* [WRITTEN EXERCISE]: Reproduce the Bible commentary excerpt that follows in full, word for word.

Then shall all the tribes of the earth mourn. (Compare Zechariah 12:10, Zechariah 12:12 Revelation 1:7) Not simply the Jews shall mourn, but all men. This may have been true in some partial sense at the destruction of Jerusalem. Is it not probable that many Jews who had heard the apostles preach, or who had read the Gospel of Matt., did then remember the rejected Jesus, how he predicted all this calamity and ruin, how they voluntarily assumed the guilt of his blood, (Matthew 27:25) and did mourn bitterly? But the prediction will doubtless be completely fulfilled at the second coming of Christ. Coming in the clouds of heaven, etc. (Compare Matthew 16:27) Com. Ver. obscures the variation of this expression in different passages. The Greek has ‘on the clouds’ here, Matthew 26:64 Revelation 14:14-16; ‘in clouds’; (Mark 13:26 Luke 21:27) ‘with the clouds’ (Mark 14:62 Revelation 1:7 Daniel 7:13) [Broadus, 1886]
31 And he shall send his angels with a great sound of a trumpet, and they shall gather together his elect from the four winds, from one end of heaven to the other.

* [EXCERPTED DATA]:
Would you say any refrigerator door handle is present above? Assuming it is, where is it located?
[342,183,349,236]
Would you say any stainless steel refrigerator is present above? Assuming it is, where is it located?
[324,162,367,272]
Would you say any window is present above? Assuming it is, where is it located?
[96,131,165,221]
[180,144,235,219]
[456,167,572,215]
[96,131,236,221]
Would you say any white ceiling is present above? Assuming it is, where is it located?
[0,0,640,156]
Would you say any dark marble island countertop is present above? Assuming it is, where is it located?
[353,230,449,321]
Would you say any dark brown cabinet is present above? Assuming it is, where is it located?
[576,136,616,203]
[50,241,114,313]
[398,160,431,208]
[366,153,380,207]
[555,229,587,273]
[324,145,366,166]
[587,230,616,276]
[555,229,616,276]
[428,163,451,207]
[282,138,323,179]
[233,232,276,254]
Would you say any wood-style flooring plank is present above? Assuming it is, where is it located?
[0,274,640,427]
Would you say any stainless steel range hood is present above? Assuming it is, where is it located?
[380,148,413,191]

* * *

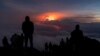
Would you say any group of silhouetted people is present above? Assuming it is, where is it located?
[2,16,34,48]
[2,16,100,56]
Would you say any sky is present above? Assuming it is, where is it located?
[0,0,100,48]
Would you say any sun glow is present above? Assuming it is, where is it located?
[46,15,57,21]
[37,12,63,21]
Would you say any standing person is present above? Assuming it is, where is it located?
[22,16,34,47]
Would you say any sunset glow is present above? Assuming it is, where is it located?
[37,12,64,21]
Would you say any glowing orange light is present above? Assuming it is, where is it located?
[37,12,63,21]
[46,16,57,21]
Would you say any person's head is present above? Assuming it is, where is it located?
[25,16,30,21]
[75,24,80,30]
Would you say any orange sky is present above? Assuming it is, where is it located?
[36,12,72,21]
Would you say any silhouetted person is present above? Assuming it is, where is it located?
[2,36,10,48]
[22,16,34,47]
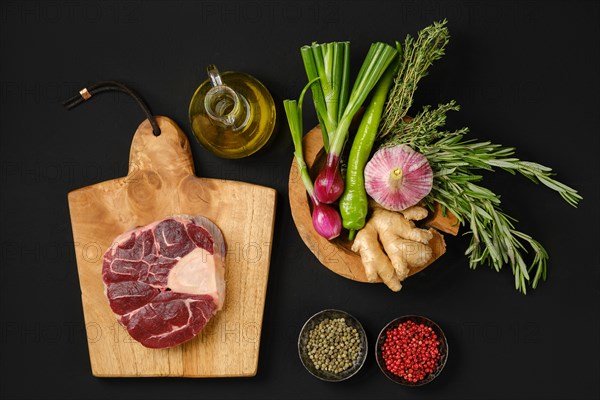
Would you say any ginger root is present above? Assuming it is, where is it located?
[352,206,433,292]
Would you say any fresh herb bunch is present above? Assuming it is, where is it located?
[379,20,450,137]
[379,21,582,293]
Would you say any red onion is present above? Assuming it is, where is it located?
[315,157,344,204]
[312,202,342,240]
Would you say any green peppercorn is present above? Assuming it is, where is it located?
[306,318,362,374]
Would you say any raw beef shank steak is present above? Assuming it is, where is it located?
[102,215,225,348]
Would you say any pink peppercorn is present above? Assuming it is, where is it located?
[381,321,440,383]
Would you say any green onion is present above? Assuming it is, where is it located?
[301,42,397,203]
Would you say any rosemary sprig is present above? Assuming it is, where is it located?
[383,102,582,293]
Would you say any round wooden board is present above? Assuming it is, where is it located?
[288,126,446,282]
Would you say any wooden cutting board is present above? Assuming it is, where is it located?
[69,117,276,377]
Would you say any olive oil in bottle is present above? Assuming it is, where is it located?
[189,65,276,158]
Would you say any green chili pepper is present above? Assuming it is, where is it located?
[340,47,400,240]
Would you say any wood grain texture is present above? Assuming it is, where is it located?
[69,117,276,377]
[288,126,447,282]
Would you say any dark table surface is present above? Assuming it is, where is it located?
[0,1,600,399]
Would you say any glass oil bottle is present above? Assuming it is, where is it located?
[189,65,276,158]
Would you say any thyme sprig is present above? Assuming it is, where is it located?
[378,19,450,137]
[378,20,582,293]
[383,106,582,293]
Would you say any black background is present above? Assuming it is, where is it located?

==

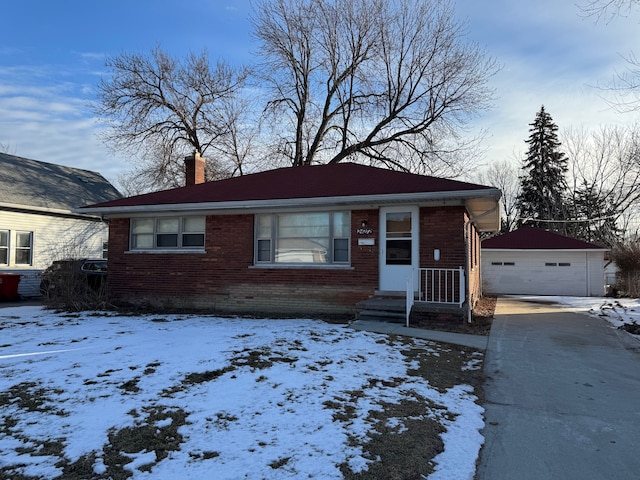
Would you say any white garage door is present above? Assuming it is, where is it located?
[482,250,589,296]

* [COMPLETE RESPONSE]:
Then shall all the tribes of the earth mourn. (Compare Zechariah 12:10, Zechariah 12:12 Revelation 1:7) Not simply the Jews shall mourn, but all men. This may have been true in some partial sense at the destruction of Jerusalem. Is it not probable that many Jews who had heard the apostles preach, or who had read the Gospel of Matt., did then remember the rejected Jesus, how he predicted all this calamity and ruin, how they voluntarily assumed the guilt of his blood, (Matthew 27:25) and did mourn bitterly? But the prediction will doubtless be completely fulfilled at the second coming of Christ. Coming in the clouds of heaven, etc. (Compare Matthew 16:27) Com. Ver. obscures the variation of this expression in different passages. The Greek has ‘on the clouds’ here, Matthew 26:64 Revelation 14:14-16; ‘in clouds’; (Mark 13:26 Luke 21:27) ‘with the clouds’ (Mark 14:62 Revelation 1:7 Daniel 7:13) [Broadus, 1886]
31 And he shall send his angels with a great sound of a trumpet, and they shall gather together his elect from the four winds, from one end of heaven to the other.